The problem:
If a line in the listing contains "below", copy it out whole.

Exercise data:
- - -

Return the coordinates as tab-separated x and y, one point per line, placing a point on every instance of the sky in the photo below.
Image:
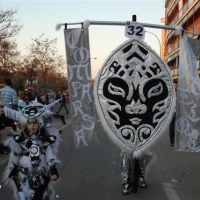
38	17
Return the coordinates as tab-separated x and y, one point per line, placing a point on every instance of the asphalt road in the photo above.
93	173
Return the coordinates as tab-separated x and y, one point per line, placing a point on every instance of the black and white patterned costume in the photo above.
134	97
33	158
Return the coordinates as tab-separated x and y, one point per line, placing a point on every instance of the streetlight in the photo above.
157	39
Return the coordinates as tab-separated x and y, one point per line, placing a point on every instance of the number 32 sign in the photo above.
134	29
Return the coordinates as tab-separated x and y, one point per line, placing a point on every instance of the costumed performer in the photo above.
32	165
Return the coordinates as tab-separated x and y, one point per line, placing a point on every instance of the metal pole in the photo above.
124	23
157	39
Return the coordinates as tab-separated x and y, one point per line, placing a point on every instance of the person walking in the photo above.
32	165
21	102
62	103
8	96
9	99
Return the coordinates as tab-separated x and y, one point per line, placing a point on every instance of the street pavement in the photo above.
93	173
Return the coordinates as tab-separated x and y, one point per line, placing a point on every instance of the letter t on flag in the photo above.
80	86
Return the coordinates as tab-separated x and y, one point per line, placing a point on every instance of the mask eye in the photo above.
34	122
116	90
155	91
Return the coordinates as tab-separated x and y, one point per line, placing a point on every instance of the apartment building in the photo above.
185	13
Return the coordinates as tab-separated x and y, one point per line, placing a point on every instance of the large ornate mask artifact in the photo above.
134	96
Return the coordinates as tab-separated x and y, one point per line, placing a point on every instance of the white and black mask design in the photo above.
134	95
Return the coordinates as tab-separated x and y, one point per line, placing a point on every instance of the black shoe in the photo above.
142	182
4	152
126	189
171	144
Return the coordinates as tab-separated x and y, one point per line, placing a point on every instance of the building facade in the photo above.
184	13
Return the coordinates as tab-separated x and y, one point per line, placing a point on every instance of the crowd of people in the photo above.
31	145
10	98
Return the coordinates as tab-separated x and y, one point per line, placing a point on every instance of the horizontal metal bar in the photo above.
124	23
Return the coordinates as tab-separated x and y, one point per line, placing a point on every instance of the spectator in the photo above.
43	98
63	104
8	96
21	102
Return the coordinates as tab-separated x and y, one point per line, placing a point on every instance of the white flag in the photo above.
187	126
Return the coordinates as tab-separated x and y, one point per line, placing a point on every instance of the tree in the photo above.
9	58
9	26
28	68
45	55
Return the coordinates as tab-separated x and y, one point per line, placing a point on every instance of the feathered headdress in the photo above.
34	110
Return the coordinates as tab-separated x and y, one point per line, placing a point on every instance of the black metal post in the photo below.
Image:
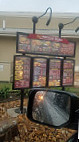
60	29
35	20
22	100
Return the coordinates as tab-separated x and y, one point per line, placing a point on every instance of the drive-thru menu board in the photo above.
68	72
54	72
45	45
39	72
21	72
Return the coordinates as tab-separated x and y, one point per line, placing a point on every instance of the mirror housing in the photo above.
71	110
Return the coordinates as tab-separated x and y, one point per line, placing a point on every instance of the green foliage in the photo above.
4	92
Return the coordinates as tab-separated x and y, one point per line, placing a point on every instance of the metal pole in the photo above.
22	100
60	29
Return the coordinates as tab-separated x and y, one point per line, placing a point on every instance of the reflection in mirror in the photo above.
51	107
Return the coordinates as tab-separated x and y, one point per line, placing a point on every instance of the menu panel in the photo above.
39	72
54	72
22	72
44	44
68	72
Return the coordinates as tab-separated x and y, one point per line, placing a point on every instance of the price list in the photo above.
54	72
68	72
39	72
22	72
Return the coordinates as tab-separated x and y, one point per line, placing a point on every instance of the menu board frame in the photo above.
14	72
45	38
63	72
33	71
60	72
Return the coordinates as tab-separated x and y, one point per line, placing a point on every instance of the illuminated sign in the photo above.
21	72
54	72
45	45
39	72
68	72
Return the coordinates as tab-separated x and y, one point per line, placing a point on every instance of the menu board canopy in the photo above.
54	72
68	72
21	73
44	45
39	72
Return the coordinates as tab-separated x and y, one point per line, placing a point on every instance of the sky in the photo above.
69	6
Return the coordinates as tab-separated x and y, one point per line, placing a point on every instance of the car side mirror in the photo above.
53	108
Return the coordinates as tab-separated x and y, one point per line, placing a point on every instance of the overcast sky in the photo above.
39	5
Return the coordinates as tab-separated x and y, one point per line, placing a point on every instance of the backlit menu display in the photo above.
39	72
21	72
54	72
44	44
68	72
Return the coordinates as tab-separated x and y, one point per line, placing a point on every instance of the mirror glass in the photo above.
52	108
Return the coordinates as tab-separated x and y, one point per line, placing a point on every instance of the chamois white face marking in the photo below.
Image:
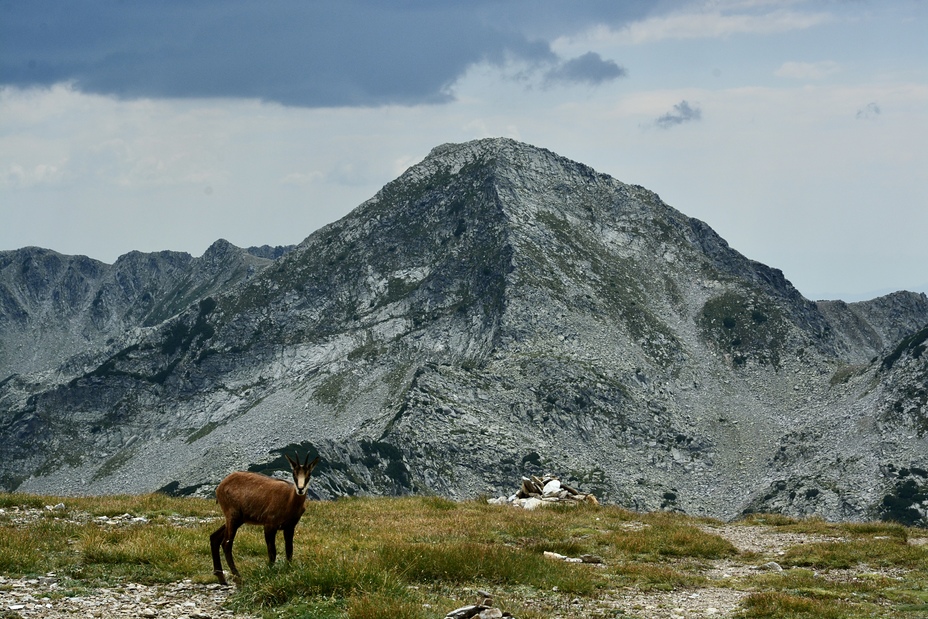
302	472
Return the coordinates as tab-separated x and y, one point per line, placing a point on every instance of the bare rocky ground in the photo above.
50	596
44	597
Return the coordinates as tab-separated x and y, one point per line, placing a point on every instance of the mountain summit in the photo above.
498	311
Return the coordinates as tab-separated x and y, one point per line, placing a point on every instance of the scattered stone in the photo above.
535	492
771	566
483	610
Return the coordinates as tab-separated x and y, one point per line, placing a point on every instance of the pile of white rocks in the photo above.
546	490
484	609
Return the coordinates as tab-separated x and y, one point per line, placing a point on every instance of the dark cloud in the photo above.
682	112
296	52
869	111
589	68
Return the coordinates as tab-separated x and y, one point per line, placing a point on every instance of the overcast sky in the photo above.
797	129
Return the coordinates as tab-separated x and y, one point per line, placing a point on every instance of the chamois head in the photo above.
301	472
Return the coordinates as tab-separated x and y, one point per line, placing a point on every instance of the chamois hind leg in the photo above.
215	541
231	529
270	538
288	542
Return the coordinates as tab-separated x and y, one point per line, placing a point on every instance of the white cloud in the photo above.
808	70
715	24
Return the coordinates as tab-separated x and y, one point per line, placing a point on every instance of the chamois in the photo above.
251	498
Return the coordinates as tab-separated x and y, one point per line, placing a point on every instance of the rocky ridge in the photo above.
500	311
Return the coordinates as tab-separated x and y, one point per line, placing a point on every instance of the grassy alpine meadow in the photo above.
418	557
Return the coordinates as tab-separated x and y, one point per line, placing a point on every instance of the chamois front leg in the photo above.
215	541
270	538
231	530
288	541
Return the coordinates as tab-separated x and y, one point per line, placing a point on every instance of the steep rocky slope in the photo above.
499	310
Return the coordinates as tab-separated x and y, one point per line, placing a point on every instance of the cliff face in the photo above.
495	311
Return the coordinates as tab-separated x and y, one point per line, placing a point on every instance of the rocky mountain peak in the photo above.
496	311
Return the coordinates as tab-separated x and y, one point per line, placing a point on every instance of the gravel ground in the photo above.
42	597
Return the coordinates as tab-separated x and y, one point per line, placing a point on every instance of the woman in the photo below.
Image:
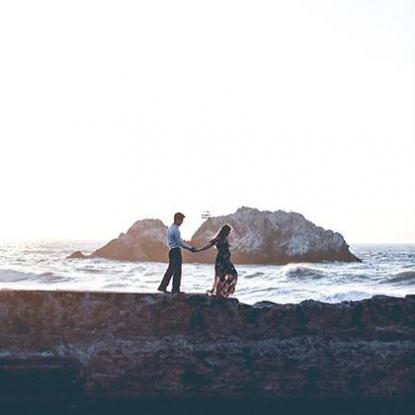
225	273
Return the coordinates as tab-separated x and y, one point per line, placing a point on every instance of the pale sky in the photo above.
113	111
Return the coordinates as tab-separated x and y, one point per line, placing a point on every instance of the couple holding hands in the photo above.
225	272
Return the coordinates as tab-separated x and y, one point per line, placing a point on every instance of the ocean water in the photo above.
386	269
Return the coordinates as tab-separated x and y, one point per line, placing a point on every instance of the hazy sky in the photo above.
112	111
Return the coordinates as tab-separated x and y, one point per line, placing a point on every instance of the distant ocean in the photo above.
386	269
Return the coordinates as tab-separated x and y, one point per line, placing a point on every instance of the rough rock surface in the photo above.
264	237
144	241
132	344
258	237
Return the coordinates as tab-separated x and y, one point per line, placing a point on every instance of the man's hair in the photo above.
178	215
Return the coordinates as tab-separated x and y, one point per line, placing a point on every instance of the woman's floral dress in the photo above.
226	275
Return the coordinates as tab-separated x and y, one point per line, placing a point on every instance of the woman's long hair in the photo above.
223	232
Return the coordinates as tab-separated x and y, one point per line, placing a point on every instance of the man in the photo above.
175	244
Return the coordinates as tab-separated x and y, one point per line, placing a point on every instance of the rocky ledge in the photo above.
155	345
258	237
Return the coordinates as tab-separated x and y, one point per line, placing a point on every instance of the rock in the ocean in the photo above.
157	345
258	237
144	241
264	237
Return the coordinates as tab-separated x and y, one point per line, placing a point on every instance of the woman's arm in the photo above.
206	246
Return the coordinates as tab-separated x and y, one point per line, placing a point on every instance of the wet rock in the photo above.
258	237
192	345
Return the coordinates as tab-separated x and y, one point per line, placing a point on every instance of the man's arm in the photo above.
180	242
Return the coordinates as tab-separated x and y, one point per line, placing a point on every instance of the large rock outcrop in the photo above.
264	237
132	345
258	237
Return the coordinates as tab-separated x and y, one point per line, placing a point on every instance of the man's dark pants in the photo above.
174	269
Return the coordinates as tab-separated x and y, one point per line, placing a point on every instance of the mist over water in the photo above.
386	269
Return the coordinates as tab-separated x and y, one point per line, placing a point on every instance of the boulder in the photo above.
258	237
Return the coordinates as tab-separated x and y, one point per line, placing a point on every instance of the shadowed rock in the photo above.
258	237
141	345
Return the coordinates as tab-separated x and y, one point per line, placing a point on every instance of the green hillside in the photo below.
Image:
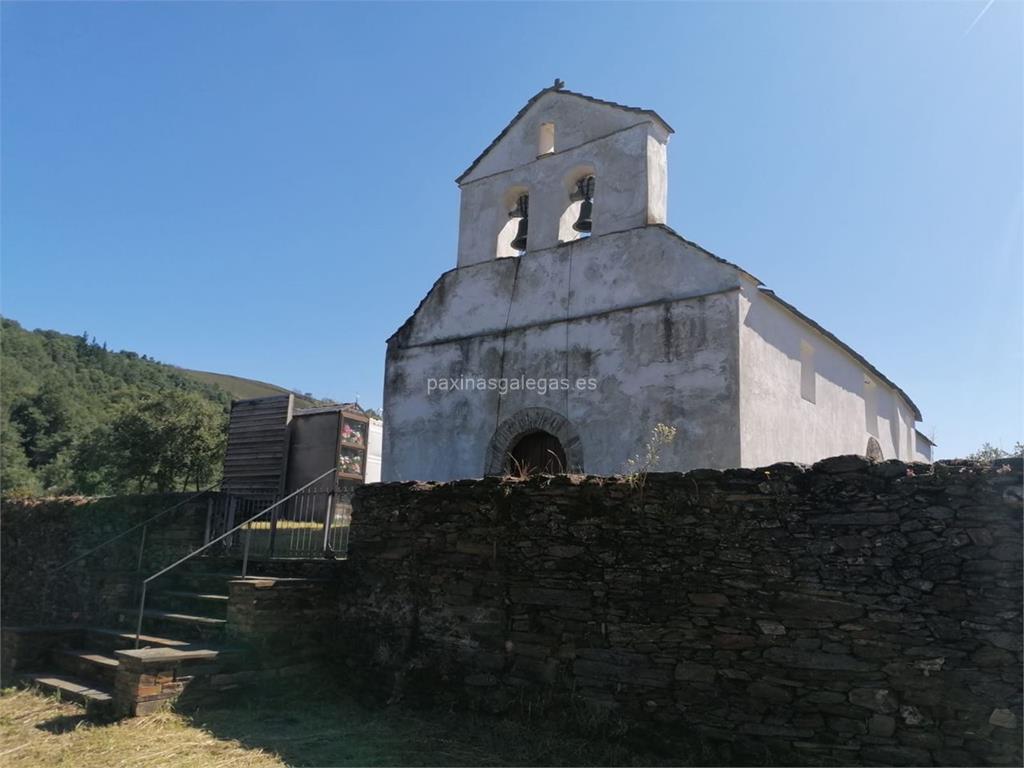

- - -

Written response:
Return the coordinates as tab-separated x and y, one point per line, placing a point on every instance of the sky in the photo below.
Return the coordinates as tab-separated x and y, one point per line, placing a point on every instance of the black metal post in the photo below.
Return the coordinates as tab-separated x and y, one point per line, placing a point on every instance of the chamois white face marking in the photo below.
Return the coordinates as tab-separated x and y, one point per line, placing a point on every instance of the woman in the photo below.
Return the coordinates as tab-separated x and y, one point per line, placing a point on every instance of the green hillside in the photo below.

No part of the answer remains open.